◆ **TASK INSTRUCTIONS**:
The records must be duplicated exactly, with every picture left out.

(SOURCE RECORDS Opens)

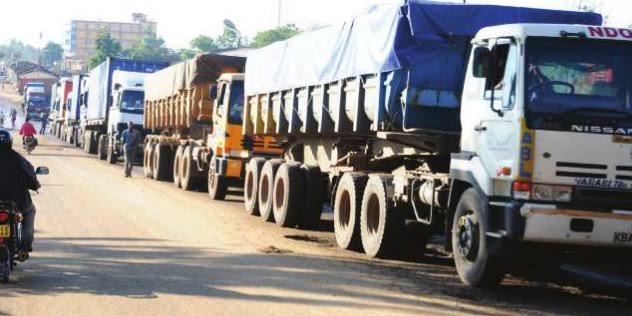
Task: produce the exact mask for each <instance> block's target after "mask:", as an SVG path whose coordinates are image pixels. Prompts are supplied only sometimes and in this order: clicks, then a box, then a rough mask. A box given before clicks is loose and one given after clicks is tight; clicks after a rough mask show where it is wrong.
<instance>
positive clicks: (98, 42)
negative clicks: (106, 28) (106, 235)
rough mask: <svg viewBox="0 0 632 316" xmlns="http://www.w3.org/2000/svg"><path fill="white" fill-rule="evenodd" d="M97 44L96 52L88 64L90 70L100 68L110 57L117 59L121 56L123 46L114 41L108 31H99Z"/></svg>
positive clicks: (103, 30) (102, 30)
mask: <svg viewBox="0 0 632 316" xmlns="http://www.w3.org/2000/svg"><path fill="white" fill-rule="evenodd" d="M95 44H96V52H95V53H94V55H93V56H92V57H91V58H90V60H89V62H88V65H89V67H90V68H94V67H96V66H98V65H99V64H101V63H102V62H104V61H105V60H106V59H107V58H108V57H117V56H119V55H120V54H121V44H119V43H118V42H117V41H115V40H114V39H112V36H110V32H108V31H107V30H106V29H102V30H101V31H99V34H97V39H96V41H95Z"/></svg>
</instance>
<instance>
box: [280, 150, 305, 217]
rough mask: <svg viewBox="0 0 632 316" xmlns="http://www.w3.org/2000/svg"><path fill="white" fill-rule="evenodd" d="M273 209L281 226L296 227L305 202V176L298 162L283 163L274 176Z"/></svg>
mask: <svg viewBox="0 0 632 316" xmlns="http://www.w3.org/2000/svg"><path fill="white" fill-rule="evenodd" d="M273 192H274V195H273V196H274V199H273V200H272V210H273V213H274V221H275V222H276V224H277V225H279V226H281V227H294V226H296V225H298V223H299V219H300V218H301V217H300V216H301V208H302V207H304V204H305V177H304V175H303V172H302V171H301V164H300V163H298V162H289V161H288V162H286V163H283V164H282V165H281V166H280V167H279V170H277V174H276V176H275V177H274V186H273Z"/></svg>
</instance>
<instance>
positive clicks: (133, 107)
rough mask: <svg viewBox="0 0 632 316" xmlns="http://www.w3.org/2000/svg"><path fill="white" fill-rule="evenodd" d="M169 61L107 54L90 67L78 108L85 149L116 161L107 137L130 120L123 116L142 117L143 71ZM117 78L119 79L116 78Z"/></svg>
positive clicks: (155, 67)
mask: <svg viewBox="0 0 632 316" xmlns="http://www.w3.org/2000/svg"><path fill="white" fill-rule="evenodd" d="M168 65H169V64H168V63H165V62H158V61H144V60H131V59H122V58H108V59H107V60H106V61H104V62H103V63H101V64H100V65H99V66H97V67H95V68H94V69H92V71H90V77H89V79H88V82H87V86H88V91H87V96H86V97H87V100H85V106H82V109H80V113H82V114H81V115H82V117H81V124H80V126H81V136H82V144H83V147H84V150H85V151H86V152H88V153H91V154H97V155H98V157H99V159H101V160H105V159H107V158H108V155H110V158H111V160H110V161H115V157H116V154H117V152H116V151H114V150H115V148H114V147H113V148H112V150H109V148H108V147H109V144H112V145H115V142H111V141H110V140H111V138H112V137H115V135H114V134H115V132H117V131H119V130H121V128H122V127H123V126H125V125H127V122H129V120H128V121H125V120H126V119H130V120H131V119H136V120H137V122H139V123H142V121H143V120H142V115H143V96H144V95H143V92H142V78H143V77H142V74H146V73H153V72H156V71H158V70H160V69H163V68H165V67H167V66H168ZM117 78H118V80H119V82H115V80H117ZM134 78H138V79H134ZM138 102H140V105H139V103H138ZM111 115H113V116H111ZM139 117H140V119H139Z"/></svg>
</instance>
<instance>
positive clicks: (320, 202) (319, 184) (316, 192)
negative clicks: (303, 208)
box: [299, 165, 325, 228]
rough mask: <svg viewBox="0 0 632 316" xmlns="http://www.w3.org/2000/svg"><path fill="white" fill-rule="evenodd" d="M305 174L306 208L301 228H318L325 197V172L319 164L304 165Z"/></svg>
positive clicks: (304, 170) (305, 208) (303, 171)
mask: <svg viewBox="0 0 632 316" xmlns="http://www.w3.org/2000/svg"><path fill="white" fill-rule="evenodd" d="M301 171H303V174H304V175H305V189H306V190H305V192H307V193H308V194H306V195H305V209H304V211H303V214H301V218H300V223H299V224H300V226H301V228H316V227H318V226H319V224H320V216H321V213H322V211H323V200H324V197H325V192H324V186H325V185H324V181H323V174H322V172H320V167H318V166H308V165H302V166H301Z"/></svg>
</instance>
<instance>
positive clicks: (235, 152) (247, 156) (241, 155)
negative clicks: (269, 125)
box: [228, 149, 250, 159]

(SOURCE RECORDS Closes)

◆ **WRITTEN RESPONSE**:
Task: produce the exact mask for each <instance> block's target after "mask:", as an SVG path whose coordinates are image pixels. Prompts are supplied only sometimes and in this order: clicks, then a box, then a rough mask. A box given before clicks is loose and one given after clicks is tight; clicks after a rough mask show where it is wrong.
<instance>
positive clicks: (98, 42)
negative clicks: (106, 28) (106, 235)
rough mask: <svg viewBox="0 0 632 316" xmlns="http://www.w3.org/2000/svg"><path fill="white" fill-rule="evenodd" d="M97 44L96 52L88 64L90 70L100 68L110 57L117 59L121 56L123 46L114 41L108 31H99Z"/></svg>
positive clicks: (103, 30) (102, 30)
mask: <svg viewBox="0 0 632 316" xmlns="http://www.w3.org/2000/svg"><path fill="white" fill-rule="evenodd" d="M95 44H96V52H95V53H94V55H93V56H92V57H91V58H90V60H89V62H88V65H89V67H90V68H94V67H96V66H98V65H99V64H101V63H102V62H104V61H105V60H106V59H107V58H108V57H117V56H119V55H120V54H121V44H119V43H118V42H117V41H115V40H114V39H112V36H110V32H108V31H107V30H106V29H102V30H101V31H99V34H97V39H96V41H95Z"/></svg>
</instance>
<instance>
box: [280, 150, 305, 217]
rough mask: <svg viewBox="0 0 632 316" xmlns="http://www.w3.org/2000/svg"><path fill="white" fill-rule="evenodd" d="M273 209L281 226L296 227L305 202V176L298 162L283 163L274 176Z"/></svg>
mask: <svg viewBox="0 0 632 316" xmlns="http://www.w3.org/2000/svg"><path fill="white" fill-rule="evenodd" d="M273 192H274V195H273V196H274V199H273V200H272V210H273V213H274V221H275V222H276V224H277V225H279V226H281V227H294V226H296V225H298V223H299V219H300V218H301V217H300V216H301V208H302V207H304V204H305V177H304V175H303V172H302V171H301V164H300V163H298V162H289V161H288V162H286V163H283V164H282V165H281V166H280V167H279V170H277V174H276V176H275V177H274V186H273Z"/></svg>
</instance>
<instance>
positive clicks: (133, 107)
rough mask: <svg viewBox="0 0 632 316" xmlns="http://www.w3.org/2000/svg"><path fill="white" fill-rule="evenodd" d="M169 61L107 54L90 67L78 108L85 149L116 161L107 137L130 120L123 116L142 117L143 71ZM117 78L119 79L116 78Z"/></svg>
positive clicks: (155, 67)
mask: <svg viewBox="0 0 632 316" xmlns="http://www.w3.org/2000/svg"><path fill="white" fill-rule="evenodd" d="M168 65H169V64H168V63H165V62H158V61H144V60H131V59H122V58H108V59H107V60H106V61H104V62H103V63H101V64H100V65H99V66H97V67H95V68H94V69H92V71H90V77H89V79H88V82H87V86H88V91H87V96H86V97H87V100H85V106H82V109H80V113H82V114H81V115H82V117H81V124H80V126H81V136H82V144H83V147H84V150H85V151H86V152H88V153H91V154H97V155H98V157H99V159H101V160H105V159H107V158H108V155H110V158H111V160H110V161H115V157H116V154H117V152H116V151H114V150H115V148H114V147H113V148H112V150H109V148H108V147H109V144H112V145H115V142H111V141H110V140H111V138H112V137H115V135H114V134H115V132H117V131H119V130H121V128H122V127H123V126H125V125H127V122H129V120H128V121H125V120H126V119H130V120H131V119H136V120H137V122H139V123H142V121H143V120H142V115H143V96H144V95H143V92H142V78H143V77H142V74H146V73H153V72H156V71H158V70H160V69H163V68H165V67H167V66H168ZM117 78H118V80H119V82H115V80H117ZM134 78H138V79H134ZM138 102H140V105H139V103H138ZM111 115H113V116H111ZM139 117H140V119H139Z"/></svg>
</instance>
<instance>
positive clicks: (320, 202) (319, 184) (316, 192)
negative clicks: (303, 208)
box: [299, 165, 325, 228]
rough mask: <svg viewBox="0 0 632 316" xmlns="http://www.w3.org/2000/svg"><path fill="white" fill-rule="evenodd" d="M305 174L306 208L301 228H318L325 197V172L319 164L304 165Z"/></svg>
positive clicks: (304, 170) (305, 208) (303, 171)
mask: <svg viewBox="0 0 632 316" xmlns="http://www.w3.org/2000/svg"><path fill="white" fill-rule="evenodd" d="M301 171H303V174H304V175H305V189H306V190H305V192H307V193H308V194H306V195H305V209H304V211H303V214H301V218H300V223H299V224H300V226H301V228H316V227H318V226H319V224H320V216H321V213H322V211H323V200H324V197H325V192H324V186H325V185H324V181H323V174H322V172H320V167H318V166H308V165H302V166H301Z"/></svg>
</instance>
<instance>
positive clicks: (235, 152) (247, 156) (241, 155)
negative clicks: (269, 125)
box: [228, 149, 250, 159]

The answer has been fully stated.